Posts Tagged lifetogether
By Allen White
By now most small group pastors and directors understand coaches are essential to sustain and support small group leaders. While everyone will agree to the necessity of coaches, most don’t know what to do with coaches, and unfortunately, most coaches don’t know what to do period. Beautiful org charts in a lot of churches actually net zero results. Here are some tips to moving your coaches in the right direction:
1. Coaches Aren’t Accountants.
The problem with most accountability in Christian circles is that it becomes too much like accounting. Unlike Santa Claus, coaches do not relish keeping a naughty or nice list. What’s more, group leaders don’t appreciate being supervised by a supervisor. This doesn’t mean we throw caution to the wind, but we also don’t put a cruel task master over small group leaders. After all, “love keeps no record of wrongs,” right? (1 Corinthians 13:5). Read more on accountability that works here.
2. Coaches Aren’t Middle Managers, Bureaucrats or Spies.

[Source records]
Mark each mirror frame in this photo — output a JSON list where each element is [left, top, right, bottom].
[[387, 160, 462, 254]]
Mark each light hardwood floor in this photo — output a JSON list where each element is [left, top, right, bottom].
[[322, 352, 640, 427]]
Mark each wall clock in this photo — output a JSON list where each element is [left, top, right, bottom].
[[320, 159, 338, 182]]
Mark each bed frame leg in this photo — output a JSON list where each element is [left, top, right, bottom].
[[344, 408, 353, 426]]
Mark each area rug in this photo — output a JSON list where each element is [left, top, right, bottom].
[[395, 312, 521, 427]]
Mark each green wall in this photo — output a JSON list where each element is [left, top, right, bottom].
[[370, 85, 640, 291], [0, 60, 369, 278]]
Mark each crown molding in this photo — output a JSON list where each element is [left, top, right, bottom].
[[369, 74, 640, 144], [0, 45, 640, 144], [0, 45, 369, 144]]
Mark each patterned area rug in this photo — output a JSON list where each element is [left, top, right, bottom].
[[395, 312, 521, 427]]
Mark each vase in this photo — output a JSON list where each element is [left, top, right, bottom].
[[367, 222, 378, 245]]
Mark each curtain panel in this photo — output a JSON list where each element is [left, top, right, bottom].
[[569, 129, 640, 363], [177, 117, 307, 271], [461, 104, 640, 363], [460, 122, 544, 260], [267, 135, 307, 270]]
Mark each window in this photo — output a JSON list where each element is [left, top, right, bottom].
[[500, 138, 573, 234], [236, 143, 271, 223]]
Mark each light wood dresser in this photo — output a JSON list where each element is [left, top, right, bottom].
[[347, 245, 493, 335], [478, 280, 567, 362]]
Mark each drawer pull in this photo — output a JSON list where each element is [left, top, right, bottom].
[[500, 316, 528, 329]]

_TASK TO CARRY OUT_:
Repeat the post above on small group coaches word for word, from start to finish.

_WORKED ANSWER_:
Posts Tagged lifetogether
By Allen White
By now most small group pastors and directors understand coaches are essential to sustain and support small group leaders. While everyone will agree to the necessity of coaches, most don’t know what to do with coaches, and unfortunately, most coaches don’t know what to do period. Beautiful org charts in a lot of churches actually net zero results. Here are some tips to moving your coaches in the right direction:
1. Coaches Aren’t Accountants.
The problem with most accountability in Christian circles is that it becomes too much like accounting. Unlike Santa Claus, coaches do not relish keeping a naughty or nice list. What’s more, group leaders don’t appreciate being supervised by a supervisor. This doesn’t mean we throw caution to the wind, but we also don’t put a cruel task master over small group leaders. After all, “love keeps no record of wrongs,” right? (1 Corinthians 13:5). Read more on accountability that works here.
2. Coaches Aren’t Middle Managers, Bureaucrats or Spies.